--- STATED EXERCISE ---
Print the listing lines from the one containing "Mark a point on each instance of the leafless" through the one containing "x=64, y=716", reproducing each line without any change.

Position annotation records
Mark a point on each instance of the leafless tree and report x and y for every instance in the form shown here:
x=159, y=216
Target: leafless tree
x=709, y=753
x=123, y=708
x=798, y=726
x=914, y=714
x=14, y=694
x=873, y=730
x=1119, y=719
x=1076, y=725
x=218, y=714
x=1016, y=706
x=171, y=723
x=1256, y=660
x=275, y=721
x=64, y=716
* * *
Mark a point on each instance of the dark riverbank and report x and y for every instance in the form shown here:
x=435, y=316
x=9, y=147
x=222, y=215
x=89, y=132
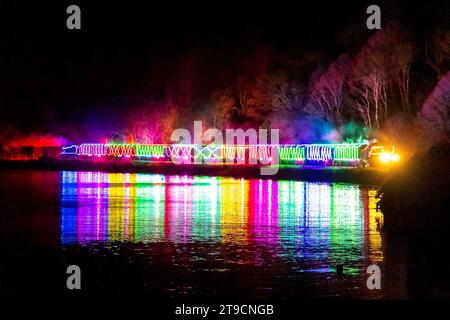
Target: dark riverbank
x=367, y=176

--- ANSWER TO THE PROBLEM ---
Mark a point on each instance of the leafless tree and report x and y for every instance in the form shown here:
x=159, y=216
Target: leafless tree
x=709, y=753
x=123, y=708
x=798, y=726
x=914, y=714
x=14, y=694
x=873, y=730
x=1119, y=719
x=1076, y=725
x=218, y=714
x=1016, y=706
x=171, y=723
x=1256, y=660
x=275, y=721
x=64, y=716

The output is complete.